■ Enunciado del ejercicio:
Expresa todas las líneas de los registros como una tabla de Markdown con las columnas «Fila» y «Contenido», y omite las líneas en blanco.

Entradas tomadas de una colección
____________

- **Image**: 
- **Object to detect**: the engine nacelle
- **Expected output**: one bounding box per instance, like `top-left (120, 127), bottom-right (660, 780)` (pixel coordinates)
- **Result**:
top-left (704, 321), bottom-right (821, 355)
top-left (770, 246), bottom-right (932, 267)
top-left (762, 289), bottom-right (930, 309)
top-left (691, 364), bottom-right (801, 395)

____________

■ Resultado correcto:
| Fila | Contenido |
|---|---|
| 1 | - **Image**:  |
| 2 | - **Object to detect**: the engine nacelle |
| 3 | - **Expected output**: one bounding box per instance, like `top-left (120, 127), bottom-right (660, 780)` (pixel coordinates) |
| 4 | - **Result**: |
| 5 | top-left (704, 321), bottom-right (821, 355) |
| 6 | top-left (770, 246), bottom-right (932, 267) |
| 7 | top-left (762, 289), bottom-right (930, 309) |
| 8 | top-left (691, 364), bottom-right (801, 395) |